-- Given request --
Lay out the lines of the records below as a JSON list of strings, one string per line with blank lines omitted, beginning at the line that contains "of the eyelash." and stopping after the line that contains "[[740, 281], [766, 432]]".

-- begin Data for this exercise --

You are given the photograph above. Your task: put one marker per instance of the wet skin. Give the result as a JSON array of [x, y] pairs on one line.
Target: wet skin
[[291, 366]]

-- end Data for this exercise --
-- begin Data for this exercise --

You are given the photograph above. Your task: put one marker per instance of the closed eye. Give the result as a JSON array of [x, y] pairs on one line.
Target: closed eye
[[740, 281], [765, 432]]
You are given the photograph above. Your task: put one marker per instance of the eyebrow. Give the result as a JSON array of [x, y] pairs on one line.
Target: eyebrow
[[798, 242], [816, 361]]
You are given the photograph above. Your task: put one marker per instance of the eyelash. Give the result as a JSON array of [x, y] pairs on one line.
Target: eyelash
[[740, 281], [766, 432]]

-- end Data for this exercise --

-- Answer to the exercise --
[
  "You are given the photograph above. Your task: put one marker per instance of the eyelash. Give the result as a JSON array of [x, y] pairs on one line.",
  "Target: eyelash",
  "[[740, 281], [766, 432]]"
]